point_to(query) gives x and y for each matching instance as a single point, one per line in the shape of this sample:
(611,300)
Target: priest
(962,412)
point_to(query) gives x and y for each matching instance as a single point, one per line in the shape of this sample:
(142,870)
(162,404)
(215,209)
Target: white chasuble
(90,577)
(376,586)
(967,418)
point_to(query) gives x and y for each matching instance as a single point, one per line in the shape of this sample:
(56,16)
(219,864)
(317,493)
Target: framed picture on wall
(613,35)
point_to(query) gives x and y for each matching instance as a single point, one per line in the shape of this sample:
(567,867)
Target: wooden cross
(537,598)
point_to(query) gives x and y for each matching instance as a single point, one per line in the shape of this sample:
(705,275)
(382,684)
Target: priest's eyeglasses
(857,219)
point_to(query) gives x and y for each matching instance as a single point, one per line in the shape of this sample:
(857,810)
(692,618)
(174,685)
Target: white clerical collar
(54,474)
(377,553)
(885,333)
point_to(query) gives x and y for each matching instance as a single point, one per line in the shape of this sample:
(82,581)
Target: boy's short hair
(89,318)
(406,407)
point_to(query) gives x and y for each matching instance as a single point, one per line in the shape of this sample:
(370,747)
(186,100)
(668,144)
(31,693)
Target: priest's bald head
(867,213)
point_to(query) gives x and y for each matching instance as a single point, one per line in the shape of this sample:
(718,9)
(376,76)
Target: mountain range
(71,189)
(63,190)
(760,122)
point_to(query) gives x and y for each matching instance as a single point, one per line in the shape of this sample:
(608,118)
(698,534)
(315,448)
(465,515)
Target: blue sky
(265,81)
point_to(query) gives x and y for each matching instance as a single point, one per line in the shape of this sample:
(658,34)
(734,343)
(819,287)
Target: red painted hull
§ §
▸ **待完成**
找出上面所有含有字符串“priest”的行，把每一行完整抄下来。

▸ **任务答案**
Target: priest
Target: priest's eyeglasses
Target: priest's bald head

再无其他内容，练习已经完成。